Required work
1. Rewrite the part of the Mandarin immersion text that opens with the words containing "Yeah, I said" and closes with "or white whatever.", replacing "yoga instructors" with "tennis coaches".
2. According to the Mandarin immersion text, what good comes from more people wanting their kids to learn Mandarin?
3. Pick up the Mandarin immersion text where it stops and keep writing it.

Here’s the thing. My dirty secret.

Part of me is starting to get annoyed by all the white people jumping on the Mandarin Immersion bandwagon.

Yeah, I said it.

It’s that same feeling I get when I see white acupuncturists, or white yoga instructors, or white Chinese medicine doctors, or white martial arts sifus, or white rappers, or white whatever.

I feel supremely conflicted.

On the one hand, I’m grateful for the increased interest in Mandarin immersion because hey, the more people who are interested in teaching their kids Mandarin, the more resources and materials that are available to me! And I am, if nothing else, incredibly opportunistic.

On the other hand, I get annoyed because I feel that here is yet another part of my people and heritage that white people are co-opting for their own. Here’s another thing that white people are stealing from others. Here’s one more thing that is no longer mine.

And seriously. How likely are all these non-heritage kids going to retain their Mandarin anyway? It’s hard enough for kids of heritage and mixed-heritage to keep up their Chinese, a huge part of me is pretty skeptical that these non-heritage kids are going to succeed – at least not without a TON of effort both initially and sustained. (And yet, part of me truly hopes this is possible because hey, if these non-Chinese kids can do it, my kids certainly can!)

Look. I know this sounds incredibly petty. Likely, because it is petty. (Rather like my rant about Mark Zuckerberg learning to speak Chinese.) But I can’t help the way I feel.

There is a lot of historical baggage regarding white privilege and cultural appropriation – especially with Chinese folks. (Also, side note: if these topics are foreign to you, please do not pester me with your questions. Not because I don’t want you to learn about these topics. Believe me. I do. But I’m not your teacher and Google exists for a reason. Use it.) As a result, it is hard for me to sort out all my feelings about this stuff.

It’s complicated.

Entries shown
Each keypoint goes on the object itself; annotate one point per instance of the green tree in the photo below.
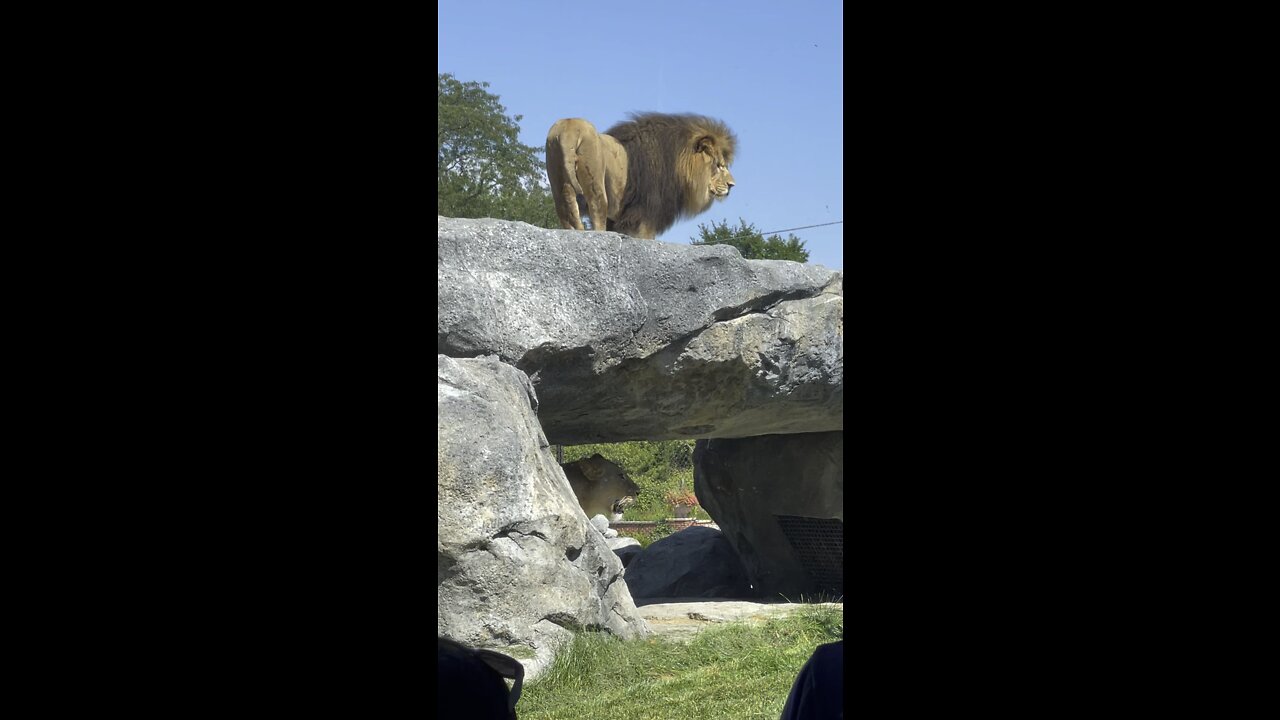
(481, 168)
(750, 242)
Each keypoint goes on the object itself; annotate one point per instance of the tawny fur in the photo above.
(599, 486)
(643, 174)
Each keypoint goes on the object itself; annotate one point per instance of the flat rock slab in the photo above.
(682, 620)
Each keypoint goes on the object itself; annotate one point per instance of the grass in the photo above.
(739, 671)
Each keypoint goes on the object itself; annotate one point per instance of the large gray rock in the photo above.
(681, 620)
(643, 340)
(693, 563)
(780, 501)
(519, 566)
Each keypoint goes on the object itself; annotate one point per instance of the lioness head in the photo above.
(600, 487)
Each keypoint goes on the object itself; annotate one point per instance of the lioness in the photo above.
(602, 487)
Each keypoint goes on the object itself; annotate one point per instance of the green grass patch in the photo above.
(739, 671)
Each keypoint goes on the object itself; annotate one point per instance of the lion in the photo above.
(602, 487)
(588, 172)
(641, 174)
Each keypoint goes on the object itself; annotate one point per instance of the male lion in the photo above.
(602, 487)
(641, 174)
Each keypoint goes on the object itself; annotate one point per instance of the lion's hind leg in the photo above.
(590, 176)
(563, 194)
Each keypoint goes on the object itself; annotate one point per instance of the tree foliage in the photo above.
(483, 171)
(750, 242)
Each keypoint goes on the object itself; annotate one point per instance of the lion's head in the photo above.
(644, 173)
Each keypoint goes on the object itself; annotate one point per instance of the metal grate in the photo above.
(819, 543)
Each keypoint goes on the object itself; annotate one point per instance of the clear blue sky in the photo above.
(773, 71)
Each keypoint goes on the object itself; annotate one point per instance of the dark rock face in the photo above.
(780, 502)
(693, 563)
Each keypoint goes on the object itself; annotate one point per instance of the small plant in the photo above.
(685, 497)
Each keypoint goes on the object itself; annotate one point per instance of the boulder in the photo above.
(780, 502)
(643, 340)
(519, 566)
(626, 548)
(693, 563)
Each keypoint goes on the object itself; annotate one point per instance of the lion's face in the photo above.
(714, 164)
(722, 180)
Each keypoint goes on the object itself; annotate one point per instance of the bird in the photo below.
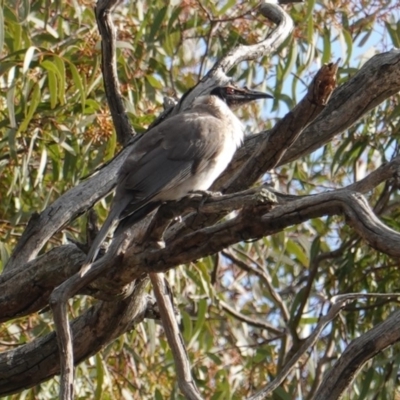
(184, 153)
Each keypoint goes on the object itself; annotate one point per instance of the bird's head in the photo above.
(235, 97)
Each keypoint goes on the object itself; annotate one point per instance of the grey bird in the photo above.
(183, 154)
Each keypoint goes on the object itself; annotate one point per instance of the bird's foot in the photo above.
(205, 195)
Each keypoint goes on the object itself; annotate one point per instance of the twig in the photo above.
(250, 320)
(123, 128)
(174, 337)
(337, 304)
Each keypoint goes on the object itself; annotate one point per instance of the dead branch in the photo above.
(337, 304)
(174, 337)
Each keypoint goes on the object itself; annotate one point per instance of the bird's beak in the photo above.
(250, 95)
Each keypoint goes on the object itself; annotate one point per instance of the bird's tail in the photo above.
(108, 226)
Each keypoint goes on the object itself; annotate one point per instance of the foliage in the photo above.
(56, 129)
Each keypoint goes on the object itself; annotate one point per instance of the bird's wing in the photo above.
(169, 154)
(162, 159)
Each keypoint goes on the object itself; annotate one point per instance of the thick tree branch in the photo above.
(135, 262)
(287, 130)
(376, 81)
(39, 360)
(379, 79)
(174, 337)
(38, 278)
(360, 350)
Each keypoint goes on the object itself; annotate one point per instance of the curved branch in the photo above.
(376, 81)
(38, 361)
(359, 351)
(54, 267)
(213, 239)
(217, 75)
(123, 128)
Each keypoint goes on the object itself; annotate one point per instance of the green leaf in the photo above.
(1, 30)
(28, 58)
(34, 100)
(201, 317)
(78, 83)
(157, 22)
(100, 377)
(326, 53)
(59, 63)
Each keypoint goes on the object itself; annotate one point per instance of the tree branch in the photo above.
(337, 304)
(174, 337)
(123, 128)
(39, 360)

Replies
1.
Yeah, I said it.

It’s that same feeling I get when I see white acupuncturists, or white tennis coaches, or white Chinese medicine doctors, or white martial arts sifus, or white rappers, or white whatever.

2. More resources and materials become available to the writer.

3.
I won’t lie. My sometimes ambivalent to slightly negative reaction to other people learning Mandarin is not entirely righteous indignation.

Part of it is that there is something nice to feeling as if you’re in an exclusive club. (You know, one in which at least a billion people in the world are a part of, but let’s not let facts get in the way of my silliness.) I’m sure it’s residual Chinese pride or something to that effect. (Hey, we’re called the Middle Country for a reason – because we think we’re the center of the world.)

The other part is just, for lack of a better word, sin. (More specifically, racism.)

I know this is a nasty part of me that wants to think myself superior to everyone else because I and my kids can speak Chinese. (Again, a skill that isn’t even unique.) And dammit if I don’t want to keep that superiority all to myself. I think of the disciples who complained to Jesus when they witnessed other people casting out demons in Jesus’s name and wanting Jesus to put a stop to that crap already. And Jesus smacks the disciples down and tells them to stop being such jackasses. (Ok, that’s perhaps not a direct quote.)

In the end, I know I cannot change the way I feel. You know, that gut reaction. But according to my therapist, that gut reaction is not who I am as a person. (When Dr. T told me that, I had a Good Will Hunting moment. I swear. TRANSFORMATIVE. I’ll post about it some other time.) How I choose to respond is.

So, even though I am somewhat fearful and skeptical and truthfully, a lot suspicious, I choose to be optimistic and open and gracious. I choose to welcome all people into the wonderful world of Mandarin immersion and pass along any advice, tips, and commiseration that I can. Because in the end, what I truly desire is to be a person who is good to all people – regardless of my own personal baggage. I want to be a person that my children can be proud of, and if that helps my kids become fluent in Mandarin, all the better.

Thanks for reading, friends. Even all my ugly parts.